> [Document text]:
Some research, such as Madrazo (1999), suggests that digital tools improve ideation by providing a more complete understanding of the design conditions being explored. Ibrahim and Rahimian (2010) demonstrated that design students learn to conceptualize three-dimensional design ideas better when using mixed hand and digital representations. Their studies specifically demonstrated how students struggled with the dynamic use of internal and external communication that is necessary to develop and explain their work. Such internal and external communication is considered essential to design following the foundational definitions established by Cross (1999), Oxman (1997), and Schön (1983).
Stones and Cassidy (2007) argued that digital ideation processes reduce the number of ideas considered by novice designers because of formal and technical limitations of the software tools (see also Dorta, 2008). In their data, paper-based sketching resulted in nearly twice as many proposed solutions—and significantly more unique solutions. Similarly, Salman et al. (2014) showed connections between how a design idea advanced and the use of hand- and CAD-based exploration. These connections seemed to vary by student and may have been linked to how and when the students learned to use CAD systems. They conclude that additional research is needed to resolve how different design processes interrelate with the use of ideation communication methods. Although digital design tools are widely used in professional and educational settings, the implication for how those tools affect design ideation remains incompletely explored.

> [Set task A]:
Summarize the passage on digital tools in design ideation in two sentences.

Dataset records about object locations
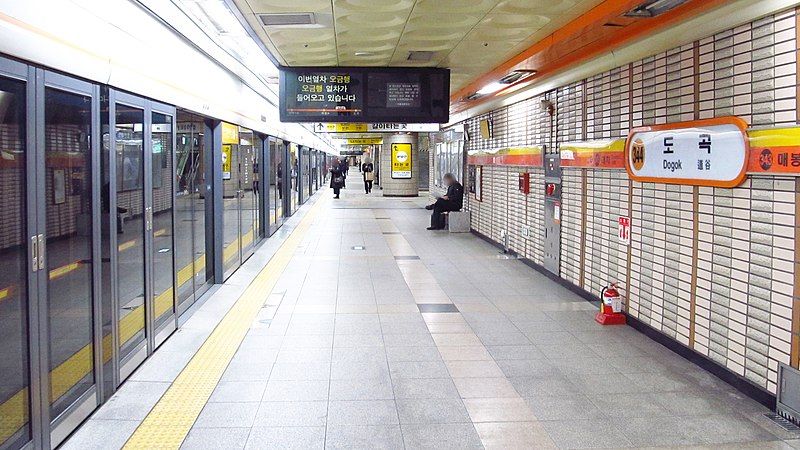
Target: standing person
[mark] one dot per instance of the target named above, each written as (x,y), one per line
(337,178)
(452,201)
(343,166)
(369,173)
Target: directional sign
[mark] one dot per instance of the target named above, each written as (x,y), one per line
(377,127)
(365,141)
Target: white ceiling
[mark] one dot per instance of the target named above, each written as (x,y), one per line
(470,37)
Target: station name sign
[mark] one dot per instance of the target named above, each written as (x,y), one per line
(364,94)
(711,152)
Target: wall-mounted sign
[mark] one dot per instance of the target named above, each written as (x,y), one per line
(365,141)
(230,133)
(364,94)
(226,161)
(376,127)
(775,151)
(624,230)
(401,161)
(601,154)
(514,156)
(709,152)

> [Set task B]:
Please rewrite the part of the records that opens with the line containing "Target: wall-mounted sign" and closes at the end of the records, changing "wall-mounted sign" to "wall sign" and leaving everything else unchanged. Return only that part.

> [Output A]:
Some research suggests digital tools improve design ideation, and Ibrahim and Rahimian found that students conceptualize three-dimensional design ideas better with mixed hand and digital representations, while Stones and Cassidy argued that digital processes reduce the number of ideas novice designers consider, with paper-based sketching producing nearly twice as many proposed solutions. Salman et al. connected how design ideas advanced to hand- and CAD-based exploration, and although digital tools are widely used, their effect on design ideation remains incompletely explored.

> [Output B]:
Target: wall sign
[mark] one dot per instance of the target named above, each written as (x,y), one per line
(365,141)
(230,133)
(364,94)
(226,161)
(376,127)
(775,151)
(624,230)
(401,161)
(601,154)
(514,156)
(709,152)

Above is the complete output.